#### 文書抜粋 ####

ラット・マシン自体の特色については、前に背の運動のところで述べたので、ここでは省略する。
上腕三頭筋のトレーニングとしてラット・マシンを利用する場合、まずラット用のバーからプレスダウン用の短いバーに変えること。そして、プレスダウン用のバーはグリップが回転するものを利用すると、運動中グリップに違和感がなく、動作がしやすい。

運動動作としては、バーベルやダンベルのようなフリー・ウェイト器具よりも、ラット・マシンを用いたほうが、単純で一方通行的であるので、初心者でもトレーニング・フォームを固めやすく、コンセントレーションをかけやすい特徴がある。
無理にバーベルやダンベルによるフレンチ・プレス系の運動から入るよりも、はじめはこのラット・マシンや次項のチェスト・ウェイト・マシンを用いてトレーニングに入り、しだいにフリー・ウェイトの高度な種目に移行するようにするとよい。

また、トレーニング動作が補助しやすいところから、上級者にとってはフォースド・レプス・セット(自力でオールアウトしたあと、補助者の力を借りて反復をくり返す)や、マルティ・パウンデッジ・システム(重量を減らしていく方法)を採用しやすいという特色もある。
その他、グリップの幅と握り方によって、上腕三頭筋の長頭と内外側頭への意識を高めることもできる。肘を外側に開くか、グリップを広めに握ると、外側頭から内側頭に効き、また、肘を内側にしたりグリップをアンダーにすれば、長頭から内側頭に強く刺激を受けるといった点を念頭に置いてトレーニングをするようにする。
ラット・マシンを使用する場合の共通の注意事項としては、バーを胸の前でかまえた位置で、つり上げられたマシン・プレートが、上下運動中に下のプレートにぶつからないよう、5~10cmくらいの空間が保てる長さにワイヤーを調節しておくとよい。

####

> [演習課題]
1. 文書抜粋によると、ワイヤーの長さを調節するとき、つり上げたマシン・プレートと下のプレートの間にはどのくらいの空間を保てばよいですか。
2. 文書抜粋のうち「上腕三頭筋のトレーニングとし」から「レーニングをするようにする。」までの範囲（両端を含む）を、「ラット・マシン」を「ケーブル・マシン」に置き換えて書き直してください。
3. 文書抜粋で名前が挙がっている上腕三頭筋の部位をすべて列挙してください。

#### 生データ ####

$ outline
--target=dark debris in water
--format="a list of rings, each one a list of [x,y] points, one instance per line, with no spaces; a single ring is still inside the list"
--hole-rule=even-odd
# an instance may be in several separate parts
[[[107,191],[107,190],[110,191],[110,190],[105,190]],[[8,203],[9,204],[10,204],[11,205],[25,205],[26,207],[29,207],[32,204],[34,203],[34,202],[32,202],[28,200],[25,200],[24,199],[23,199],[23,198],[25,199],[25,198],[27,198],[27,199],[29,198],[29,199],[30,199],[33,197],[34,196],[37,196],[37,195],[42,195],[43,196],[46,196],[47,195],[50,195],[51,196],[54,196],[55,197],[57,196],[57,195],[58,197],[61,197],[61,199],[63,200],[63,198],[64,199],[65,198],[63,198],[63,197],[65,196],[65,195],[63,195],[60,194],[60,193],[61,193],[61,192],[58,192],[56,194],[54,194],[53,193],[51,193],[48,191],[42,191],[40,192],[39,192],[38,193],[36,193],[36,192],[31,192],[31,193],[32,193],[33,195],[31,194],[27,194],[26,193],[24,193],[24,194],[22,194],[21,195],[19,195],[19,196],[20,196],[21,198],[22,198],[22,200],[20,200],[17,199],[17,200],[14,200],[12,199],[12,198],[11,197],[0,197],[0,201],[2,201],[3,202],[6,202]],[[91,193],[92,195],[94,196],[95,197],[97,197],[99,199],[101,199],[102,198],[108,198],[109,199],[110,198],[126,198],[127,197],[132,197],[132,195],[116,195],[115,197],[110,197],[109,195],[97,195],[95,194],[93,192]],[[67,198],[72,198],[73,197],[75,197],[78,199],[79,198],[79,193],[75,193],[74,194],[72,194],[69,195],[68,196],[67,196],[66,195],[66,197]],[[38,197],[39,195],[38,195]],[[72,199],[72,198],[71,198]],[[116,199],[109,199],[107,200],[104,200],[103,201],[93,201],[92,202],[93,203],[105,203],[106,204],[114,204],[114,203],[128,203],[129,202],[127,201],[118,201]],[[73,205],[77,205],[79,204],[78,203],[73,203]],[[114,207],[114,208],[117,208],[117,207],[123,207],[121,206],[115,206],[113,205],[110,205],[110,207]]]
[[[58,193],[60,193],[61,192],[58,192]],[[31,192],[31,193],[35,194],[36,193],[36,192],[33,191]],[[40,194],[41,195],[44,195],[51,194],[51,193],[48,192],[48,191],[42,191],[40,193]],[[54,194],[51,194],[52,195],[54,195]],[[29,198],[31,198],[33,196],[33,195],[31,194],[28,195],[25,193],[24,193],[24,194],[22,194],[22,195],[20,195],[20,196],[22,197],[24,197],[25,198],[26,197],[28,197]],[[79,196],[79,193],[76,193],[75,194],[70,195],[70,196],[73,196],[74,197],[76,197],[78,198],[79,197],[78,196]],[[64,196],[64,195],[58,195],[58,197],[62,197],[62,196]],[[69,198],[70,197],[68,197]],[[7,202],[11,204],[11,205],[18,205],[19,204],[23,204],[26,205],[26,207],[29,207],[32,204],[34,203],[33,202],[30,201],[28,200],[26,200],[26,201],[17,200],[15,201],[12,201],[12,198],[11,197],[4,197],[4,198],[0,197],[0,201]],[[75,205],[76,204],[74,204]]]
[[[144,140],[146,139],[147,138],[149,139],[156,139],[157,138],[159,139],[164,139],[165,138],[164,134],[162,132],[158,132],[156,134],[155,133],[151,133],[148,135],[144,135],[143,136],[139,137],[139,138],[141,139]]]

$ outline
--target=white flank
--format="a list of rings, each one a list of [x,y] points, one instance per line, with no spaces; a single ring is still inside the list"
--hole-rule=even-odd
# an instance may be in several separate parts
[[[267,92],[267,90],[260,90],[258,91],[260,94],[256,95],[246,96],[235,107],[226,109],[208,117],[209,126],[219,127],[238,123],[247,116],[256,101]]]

####

> [解答]
1. 5~10cmくらいです。

2.
上腕三頭筋のトレーニングとしてケーブル・マシンを利用する場合、まずラット用のバーからプレスダウン用の短いバーに変えること。そして、プレスダウン用のバーはグリップが回転するものを利用すると、運動中グリップに違和感がなく、動作がしやすい。

運動動作としては、バーベルやダンベルのようなフリー・ウェイト器具よりも、ケーブル・マシンを用いたほうが、単純で一方通行的であるので、初心者でもトレーニング・フォームを固めやすく、コンセントレーションをかけやすい特徴がある。
無理にバーベルやダンベルによるフレンチ・プレス系の運動から入るよりも、はじめはこのケーブル・マシンや次項のチェスト・ウェイト・マシンを用いてトレーニングに入り、しだいにフリー・ウェイトの高度な種目に移行するようにするとよい。

また、トレーニング動作が補助しやすいところから、上級者にとってはフォースド・レプス・セット(自力でオールアウトしたあと、補助者の力を借りて反復をくり返す)や、マルティ・パウンデッジ・システム(重量を減らしていく方法)を採用しやすいという特色もある。
その他、グリップの幅と握り方によって、上腕三頭筋の長頭と内外側頭への意識を高めることもできる。肘を外側に開くか、グリップを広めに握ると、外側頭から内側頭に効き、また、肘を内側にしたりグリップをアンダーにすれば、長頭から内側頭に強く刺激を受けるといった点を念頭に置いてトレーニングをするようにする。

3. 長頭、外側頭、内側頭